TEXT SECTION:
Species of flowering plant

Streptoglossa odora is a species of flowering plant in the family Asteraceae. It is a spreading, perennial herb with pink or bluish-purple flowers. It grows in Queensland, Western Australia and the Northern Territory.

==Description==
Streptoglossa odora is an upright perennial herb to 60 cm high. The leaves and branches are strongly fragrant, and covered with soft, weak, separated thin hairs to long, soft hairs and thickly glandular. The leaves of the larger branches are oblong-lance shaped, occasionally linear-shaped, 15-55 mm long, 4-15 mm wide, decurrent at the base, margins smooth or toothed and pointed at the apex. The pink or blue-purple "flowers" are scattered on variable length branches, and florets in a group of mostly 15-30. Flowering occurs from July to August and the fruit is dry, one-seeded, 2-3 mm long and covered in silky, flattened hairs.

==Taxonomy and naming==
Streptoglossa odora was first described by Ferdinand von Mueller as Pluchea odora. In 1981 Clyde Robert Dunlop changed the name to Streptoglossa odora and the description was published in Journal of the Adelaide Botanic Garden. The specific epithet (odora) means "fragrant".

==Distribution and habitat==
This streptoglossa grows in open areas of woodland and scrubland on sandy clay as well as saline depressions in northern Australia from the Kimberley to the Northern Territory into western and central Queensland.

TASK DIRECTIONS:
Copy the section of the Streptoglossa odora text that starts with "Streptoglossa odora is a species" and goes on through "silky, flattened hairs.".

Natural language region descriptions:
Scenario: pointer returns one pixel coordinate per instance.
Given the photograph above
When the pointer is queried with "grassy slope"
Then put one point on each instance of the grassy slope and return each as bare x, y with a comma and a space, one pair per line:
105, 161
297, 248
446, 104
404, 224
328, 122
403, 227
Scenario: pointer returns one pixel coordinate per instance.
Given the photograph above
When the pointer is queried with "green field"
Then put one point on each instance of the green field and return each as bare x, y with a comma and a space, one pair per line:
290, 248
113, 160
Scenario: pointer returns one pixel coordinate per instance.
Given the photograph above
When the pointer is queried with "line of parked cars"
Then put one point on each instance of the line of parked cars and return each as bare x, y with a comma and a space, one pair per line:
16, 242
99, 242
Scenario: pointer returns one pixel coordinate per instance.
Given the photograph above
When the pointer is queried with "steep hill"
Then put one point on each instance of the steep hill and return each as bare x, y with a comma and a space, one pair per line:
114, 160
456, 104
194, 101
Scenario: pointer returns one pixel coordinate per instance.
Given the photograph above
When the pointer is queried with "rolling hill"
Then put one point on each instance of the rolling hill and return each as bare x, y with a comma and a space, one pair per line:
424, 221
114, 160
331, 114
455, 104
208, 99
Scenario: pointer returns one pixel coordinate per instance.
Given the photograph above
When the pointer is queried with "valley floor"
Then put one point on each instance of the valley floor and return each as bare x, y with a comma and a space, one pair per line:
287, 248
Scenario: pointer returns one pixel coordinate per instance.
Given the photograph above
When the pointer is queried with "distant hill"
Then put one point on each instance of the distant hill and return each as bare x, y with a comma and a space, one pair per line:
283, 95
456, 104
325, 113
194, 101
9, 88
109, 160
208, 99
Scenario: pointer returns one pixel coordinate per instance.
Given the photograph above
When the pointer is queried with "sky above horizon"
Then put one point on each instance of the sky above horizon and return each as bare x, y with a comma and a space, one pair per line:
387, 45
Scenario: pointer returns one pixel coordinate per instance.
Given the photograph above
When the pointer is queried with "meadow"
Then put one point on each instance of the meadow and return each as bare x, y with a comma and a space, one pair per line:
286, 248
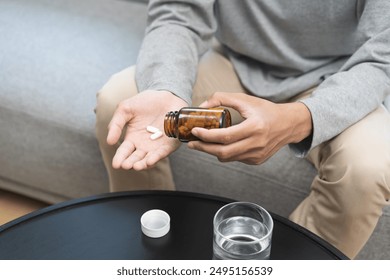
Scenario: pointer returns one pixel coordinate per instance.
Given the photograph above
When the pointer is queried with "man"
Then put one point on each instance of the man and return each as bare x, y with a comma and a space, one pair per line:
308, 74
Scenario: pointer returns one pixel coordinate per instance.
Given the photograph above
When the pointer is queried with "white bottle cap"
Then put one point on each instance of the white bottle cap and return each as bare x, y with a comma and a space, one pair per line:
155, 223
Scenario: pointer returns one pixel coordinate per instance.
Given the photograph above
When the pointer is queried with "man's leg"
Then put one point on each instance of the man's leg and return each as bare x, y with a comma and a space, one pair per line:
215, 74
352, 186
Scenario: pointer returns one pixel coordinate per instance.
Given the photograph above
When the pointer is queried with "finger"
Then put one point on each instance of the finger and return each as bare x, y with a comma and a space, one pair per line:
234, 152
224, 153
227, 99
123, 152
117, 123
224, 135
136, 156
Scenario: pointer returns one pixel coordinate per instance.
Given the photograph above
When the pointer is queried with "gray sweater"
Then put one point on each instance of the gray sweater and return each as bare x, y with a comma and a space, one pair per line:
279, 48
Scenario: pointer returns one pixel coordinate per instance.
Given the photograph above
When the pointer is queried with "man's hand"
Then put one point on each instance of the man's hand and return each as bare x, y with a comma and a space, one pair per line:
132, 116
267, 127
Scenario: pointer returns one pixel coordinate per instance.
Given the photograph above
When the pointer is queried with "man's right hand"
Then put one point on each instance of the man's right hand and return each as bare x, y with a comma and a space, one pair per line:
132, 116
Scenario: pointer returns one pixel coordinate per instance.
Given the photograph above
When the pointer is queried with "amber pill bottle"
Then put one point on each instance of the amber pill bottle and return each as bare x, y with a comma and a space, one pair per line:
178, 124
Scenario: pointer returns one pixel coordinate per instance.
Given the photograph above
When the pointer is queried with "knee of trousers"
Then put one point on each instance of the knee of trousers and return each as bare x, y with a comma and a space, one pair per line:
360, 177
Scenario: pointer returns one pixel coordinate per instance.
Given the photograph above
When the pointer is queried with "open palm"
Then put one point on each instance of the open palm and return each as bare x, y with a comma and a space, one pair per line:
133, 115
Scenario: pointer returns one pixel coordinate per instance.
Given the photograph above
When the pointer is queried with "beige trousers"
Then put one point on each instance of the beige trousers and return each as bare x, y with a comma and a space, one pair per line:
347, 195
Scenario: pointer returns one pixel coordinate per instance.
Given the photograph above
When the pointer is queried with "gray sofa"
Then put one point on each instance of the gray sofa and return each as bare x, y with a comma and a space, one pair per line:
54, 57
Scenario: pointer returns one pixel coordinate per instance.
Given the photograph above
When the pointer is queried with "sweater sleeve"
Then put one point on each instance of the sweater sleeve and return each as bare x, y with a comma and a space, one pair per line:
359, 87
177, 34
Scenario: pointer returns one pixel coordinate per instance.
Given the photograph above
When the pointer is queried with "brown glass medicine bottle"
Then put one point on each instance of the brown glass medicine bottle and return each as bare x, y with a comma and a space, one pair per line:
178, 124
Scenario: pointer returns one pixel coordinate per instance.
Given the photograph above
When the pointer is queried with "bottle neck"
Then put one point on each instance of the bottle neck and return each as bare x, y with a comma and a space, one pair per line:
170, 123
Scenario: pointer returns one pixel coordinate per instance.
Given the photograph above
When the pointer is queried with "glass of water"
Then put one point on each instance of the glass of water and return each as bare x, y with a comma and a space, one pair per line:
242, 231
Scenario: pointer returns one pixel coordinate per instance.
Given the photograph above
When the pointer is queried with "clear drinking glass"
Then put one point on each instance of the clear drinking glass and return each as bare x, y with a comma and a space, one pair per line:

REPLY TO THE EXERCISE:
Streptoglossa odora is a species of flowering plant in the family Asteraceae. It is a spreading, perennial herb with pink or bluish-purple flowers. It grows in Queensland, Western Australia and the Northern Territory.

==Description==
Streptoglossa odora is an upright perennial herb to 60 cm high. The leaves and branches are strongly fragrant, and covered with soft, weak, separated thin hairs to long, soft hairs and thickly glandular. The leaves of the larger branches are oblong-lance shaped, occasionally linear-shaped, 15-55 mm long, 4-15 mm wide, decurrent at the base, margins smooth or toothed and pointed at the apex. The pink or blue-purple "flowers" are scattered on variable length branches, and florets in a group of mostly 15-30. Flowering occurs from July to August and the fruit is dry, one-seeded, 2-3 mm long and covered in silky, flattened hairs.